### Exercise directions
Copy every row below word for word, leaving the pictures out.

### Supplied records
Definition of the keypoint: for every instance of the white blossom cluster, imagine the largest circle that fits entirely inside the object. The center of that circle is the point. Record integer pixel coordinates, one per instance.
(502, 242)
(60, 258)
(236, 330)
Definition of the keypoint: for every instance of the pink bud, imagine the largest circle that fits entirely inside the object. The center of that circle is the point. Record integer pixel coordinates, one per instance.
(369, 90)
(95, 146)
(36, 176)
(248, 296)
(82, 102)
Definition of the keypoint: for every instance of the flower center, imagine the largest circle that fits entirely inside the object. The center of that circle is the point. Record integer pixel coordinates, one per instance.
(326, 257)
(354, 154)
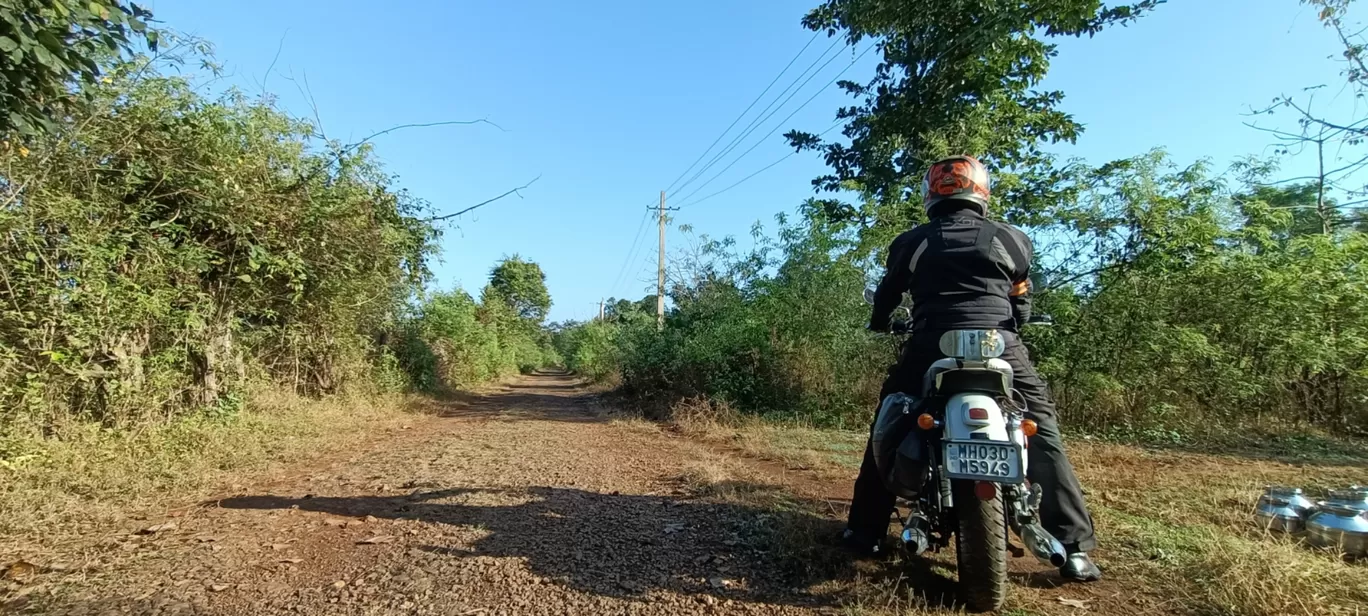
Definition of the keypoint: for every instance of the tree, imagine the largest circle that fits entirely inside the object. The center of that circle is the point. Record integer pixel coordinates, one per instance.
(521, 285)
(47, 44)
(1337, 143)
(956, 77)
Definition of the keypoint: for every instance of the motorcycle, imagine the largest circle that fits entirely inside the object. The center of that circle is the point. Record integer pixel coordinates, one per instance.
(955, 456)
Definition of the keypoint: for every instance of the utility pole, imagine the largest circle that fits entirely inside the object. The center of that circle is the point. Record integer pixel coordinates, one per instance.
(660, 285)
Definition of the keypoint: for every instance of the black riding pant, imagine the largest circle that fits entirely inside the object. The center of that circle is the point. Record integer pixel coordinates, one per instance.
(1063, 512)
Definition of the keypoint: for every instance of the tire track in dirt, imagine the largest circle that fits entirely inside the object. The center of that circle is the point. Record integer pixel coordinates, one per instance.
(515, 503)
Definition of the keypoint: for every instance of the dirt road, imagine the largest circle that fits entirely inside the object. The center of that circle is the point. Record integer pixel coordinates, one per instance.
(523, 501)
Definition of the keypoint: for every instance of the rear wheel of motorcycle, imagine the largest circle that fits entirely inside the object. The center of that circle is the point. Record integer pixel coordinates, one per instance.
(980, 548)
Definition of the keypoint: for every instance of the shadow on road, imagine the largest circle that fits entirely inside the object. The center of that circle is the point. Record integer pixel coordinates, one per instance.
(627, 545)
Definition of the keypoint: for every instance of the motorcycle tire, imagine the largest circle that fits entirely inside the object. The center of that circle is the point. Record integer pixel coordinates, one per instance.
(980, 548)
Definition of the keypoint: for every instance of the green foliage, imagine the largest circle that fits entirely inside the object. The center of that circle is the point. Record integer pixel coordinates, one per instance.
(453, 341)
(591, 349)
(774, 330)
(162, 247)
(956, 77)
(1182, 308)
(1216, 307)
(47, 45)
(521, 285)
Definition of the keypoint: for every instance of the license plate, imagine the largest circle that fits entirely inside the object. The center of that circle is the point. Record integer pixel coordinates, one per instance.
(984, 460)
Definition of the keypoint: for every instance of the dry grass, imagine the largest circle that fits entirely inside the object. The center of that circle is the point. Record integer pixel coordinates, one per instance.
(1174, 524)
(1184, 522)
(86, 478)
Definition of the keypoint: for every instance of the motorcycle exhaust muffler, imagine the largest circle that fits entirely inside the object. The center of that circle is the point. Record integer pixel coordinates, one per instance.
(1041, 544)
(917, 535)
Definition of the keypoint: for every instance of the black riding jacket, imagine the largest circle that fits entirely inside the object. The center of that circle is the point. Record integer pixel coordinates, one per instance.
(961, 270)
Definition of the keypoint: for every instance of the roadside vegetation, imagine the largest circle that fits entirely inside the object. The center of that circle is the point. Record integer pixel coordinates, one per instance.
(197, 282)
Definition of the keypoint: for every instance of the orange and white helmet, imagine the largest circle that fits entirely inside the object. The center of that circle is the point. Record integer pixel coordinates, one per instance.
(956, 178)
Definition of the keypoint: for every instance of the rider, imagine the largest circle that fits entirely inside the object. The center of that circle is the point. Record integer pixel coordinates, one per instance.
(965, 271)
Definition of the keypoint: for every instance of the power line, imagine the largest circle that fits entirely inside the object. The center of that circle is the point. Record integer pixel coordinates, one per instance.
(757, 173)
(759, 118)
(779, 125)
(629, 252)
(671, 188)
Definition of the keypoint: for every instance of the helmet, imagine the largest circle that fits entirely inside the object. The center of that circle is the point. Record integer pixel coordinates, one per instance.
(956, 178)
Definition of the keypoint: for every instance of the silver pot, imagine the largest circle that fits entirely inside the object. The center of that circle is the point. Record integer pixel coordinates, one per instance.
(1283, 509)
(1339, 526)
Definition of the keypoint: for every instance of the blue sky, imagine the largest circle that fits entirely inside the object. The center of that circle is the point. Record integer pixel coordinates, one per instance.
(609, 101)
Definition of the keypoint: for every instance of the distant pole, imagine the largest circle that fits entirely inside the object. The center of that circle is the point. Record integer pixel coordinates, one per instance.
(660, 284)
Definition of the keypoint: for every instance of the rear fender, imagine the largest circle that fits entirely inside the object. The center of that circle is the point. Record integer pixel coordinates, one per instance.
(961, 425)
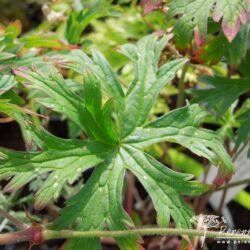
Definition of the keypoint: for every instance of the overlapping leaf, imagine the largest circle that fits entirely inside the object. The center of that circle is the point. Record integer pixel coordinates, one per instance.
(98, 206)
(65, 159)
(181, 126)
(215, 96)
(114, 140)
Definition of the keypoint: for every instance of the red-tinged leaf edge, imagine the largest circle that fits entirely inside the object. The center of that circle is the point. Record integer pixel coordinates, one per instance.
(150, 5)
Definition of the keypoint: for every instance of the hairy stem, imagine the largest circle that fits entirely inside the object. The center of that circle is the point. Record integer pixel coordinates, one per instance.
(181, 87)
(38, 235)
(232, 184)
(13, 220)
(48, 234)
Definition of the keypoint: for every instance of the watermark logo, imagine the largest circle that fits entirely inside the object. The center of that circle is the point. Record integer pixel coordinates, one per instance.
(217, 223)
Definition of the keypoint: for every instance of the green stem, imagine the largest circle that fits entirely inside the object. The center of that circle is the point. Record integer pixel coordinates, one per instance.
(181, 87)
(66, 234)
(38, 235)
(232, 184)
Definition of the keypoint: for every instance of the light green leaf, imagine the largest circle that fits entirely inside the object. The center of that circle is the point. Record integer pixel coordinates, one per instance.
(164, 186)
(148, 79)
(6, 83)
(181, 126)
(98, 205)
(194, 14)
(215, 96)
(66, 165)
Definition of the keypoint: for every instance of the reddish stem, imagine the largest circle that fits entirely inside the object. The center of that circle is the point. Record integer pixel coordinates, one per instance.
(33, 234)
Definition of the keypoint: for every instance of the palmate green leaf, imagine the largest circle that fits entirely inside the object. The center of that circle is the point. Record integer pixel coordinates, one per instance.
(181, 126)
(94, 120)
(79, 61)
(215, 96)
(115, 140)
(66, 161)
(195, 13)
(148, 79)
(6, 83)
(98, 206)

### Correct response
Definition of the keypoint: for every instance of the white blossom cluster, imagine the largest circle that fits entirely inside the object. The center of that circle is the point. Record integer pixel coordinates, one per instance.
(502, 242)
(60, 258)
(236, 330)
Definition of the keypoint: for every instance of the pink bud, imagine the largest circle that fits entirely inside the object. The center of that circle is the point. Record integer pixel coordinates, one per instance.
(369, 90)
(95, 146)
(36, 176)
(248, 296)
(82, 102)
Definition of the keypoint: for every instance of the flower center, imagine the largest circle that fits entirely inside the object. The center of that circle is the point. Record integer pixel coordinates, one per instance.
(326, 257)
(354, 154)
Definition of the keypoint: for every instance of the tree, imagine the largest circle that fits entirely inside the object. The center of that circle is the point. Record integer pixel coordinates, one per instance.
(521, 285)
(47, 44)
(1337, 143)
(956, 77)
Definition of the keypoint: for every instance of the motorcycle, imagine the largest circle that fits entirely inside the object. The center of that circle is the point. Record integer pixel coordinates, one per instance.
(955, 456)
Definition of the keypoint: for every instance of the utility pole, imagine the largest circle that fits entirely inside the object. The center of that circle is the point. Record integer pixel coordinates, one per instance.
(660, 285)
Definition of the keypoint: for every instance of the black riding pant, imagine the largest circle that fits entirely inside the object. The center of that circle is the point. Record integer pixel coordinates, one per instance.
(1063, 512)
Definition of the keypoint: for every instance of the tire track in dirt, imagine the largest circle that fits entirely inside the object. The center of that circle is the point. Record integer pixel coordinates, one per instance.
(515, 503)
Definition of the keypoint: for every instance of the dirt road, imagine the largest circle that fits entirely inside the object. The center of that circle is the point. Record integer pixel coordinates, one per instance.
(523, 501)
Definition of the keypoint: for every instance of the rear wheel of motorcycle, imagine the largest circle that fits entirely inside the object. The center of that circle is the point. Record integer pixel coordinates, one per instance.
(980, 548)
Definition of the keypoint: for every instance of the shadow on road, imagine the largest circle that fits entirely inside the object. The center of that circle is the point. Record integer pixel coordinates, one per instance.
(627, 545)
Definition of the keypoint: for every instance of the motorcycle tire, imagine the largest circle that fits entirely inside the object. The center of that circle is the point. Record integer pixel coordinates, one per instance.
(980, 548)
Definition of the keypoint: for every instance of the green foliage, imagine the largest circle that fits entirely inside the object. The center of that circle is the point. Record integer pixel coordinates, one per instance.
(453, 341)
(591, 349)
(774, 330)
(162, 247)
(956, 77)
(1182, 308)
(1216, 307)
(47, 45)
(521, 285)
Definition of the keypoint: for every instance of the license plate, imagine the largest circle that fits entirely inside the object. The center of that circle is the point. Record integer pixel coordinates, one per instance.
(984, 460)
Definition of the keypoint: for every instance of the dry grass, imagine the largest circle that fits entirely inside the object. The center of that circle is the point. Record integer pixel coordinates, one per instance.
(1174, 524)
(1184, 522)
(86, 478)
Definition of the keypoint: for every instance of the motorcycle exhaust muffler, imagine the largest circle that fits entirely inside the object. The center of that circle is the point. Record integer pixel coordinates, one per instance.
(1041, 544)
(917, 535)
Definition of the keypoint: for every instance of the black riding jacket, imagine the largest circle that fits entirely inside the object. The center of that circle is the point. Record integer pixel coordinates, one per instance.
(961, 270)
Definition of the keypoint: for every instance of the roadside vegetation, imagine the largest circle that fits entirely inside the object. The center of that circle is the point. Record integer pixel coordinates, one per instance.
(197, 282)
Definition of the keypoint: for every instance of the orange and white helmet, imagine the largest circle that fits entirely inside the object. The center of that circle is the point. Record integer pixel coordinates, one per instance.
(956, 178)
Definition of the keypoint: for every instance of the rider, imagine the largest circle that fits entirely inside the object. The center of that circle is the point. Record integer pixel coordinates, one per instance.
(965, 271)
Definition of the keypoint: for every instance of the power line, imagine the largest circle that fits entirely inside the object. The center of that circle is the point. Record integer pixel coordinates, one per instance.
(757, 173)
(759, 118)
(779, 125)
(629, 252)
(671, 188)
Definition of the keypoint: for every instance of the helmet, imagine the largest circle that fits entirely inside the object. The center of that circle is the point. Record integer pixel coordinates, one per instance.
(956, 178)
Definition of the keypoint: for every instance of the silver pot, imagine the largest circle that fits entirely inside the object. The center of that circle is the point. Record integer pixel coordinates, one per instance.
(1283, 509)
(1339, 526)
Definition of the keypoint: for every instance of the blue sky, imagine the largest circle that fits entirely inside the object. The center of that circle is the point. Record integer pixel coordinates, one per instance.
(609, 101)
Definition of the keypoint: for every instance of the distant pole, imagine the largest circle that fits entirely inside the object. The center of that circle is the point. Record integer pixel coordinates, one per instance.
(660, 284)
Definition of the keypoint: for every instance of the rear fender, imagine the largest circle that fits entirely inside the object. The center of that circle is the point. Record integer pixel coordinates, one per instance.
(961, 425)
Definition of the keypoint: for every instance of the overlapping leaf, imagine the largest circle that fits entirely inside the object. The center of that circle is the point. Record integer pixel coordinates, one per instance.
(98, 206)
(65, 159)
(181, 126)
(215, 96)
(114, 140)
Definition of the keypoint: for every instance of the red-tinged leaf edge, imagine the largest circle that fits entirely inside the object. The center of that circle is the point. Record integer pixel coordinates, one per instance.
(150, 5)
Definition of the keypoint: for every instance of the hairy stem, imagine the largest circle that fits entirely inside the object. The center of that circle is the point. Record integer pixel coordinates, one per instance.
(181, 87)
(38, 235)
(232, 184)
(13, 220)
(48, 234)
Definition of the keypoint: for every instance of the watermark logo, imagine the largest circle that fits entirely inside the object. The center of that circle is the point. Record integer pixel coordinates, one per instance.
(217, 223)
Definition of the keypoint: for every instance of the green stem, imagine the largest circle that fits entirely inside the object. The center of that circle is the point. Record integer pixel coordinates, one per instance.
(181, 87)
(66, 234)
(38, 235)
(232, 184)
Definition of the keypoint: for every instance of the light green leaf, imagine the largest circle that fits entirely inside the object. The center of that circle is the point. Record integer pixel coordinates, one per instance.
(164, 186)
(148, 79)
(6, 83)
(181, 126)
(98, 205)
(194, 14)
(215, 96)
(66, 165)
Definition of the keypoint: for every instance of the reddish stem, imagine the largest circle that fits entirely inside the object. The center of that circle is the point. Record integer pixel coordinates, one per instance.
(33, 234)
Definition of the keypoint: for every instance of the palmate green leaf, imagine the largest circle that fits entirely inside the object. The center of that circle is the point. Record integer pixel coordinates, one per instance.
(181, 126)
(94, 120)
(79, 61)
(215, 96)
(115, 140)
(66, 161)
(195, 13)
(148, 79)
(6, 83)
(98, 206)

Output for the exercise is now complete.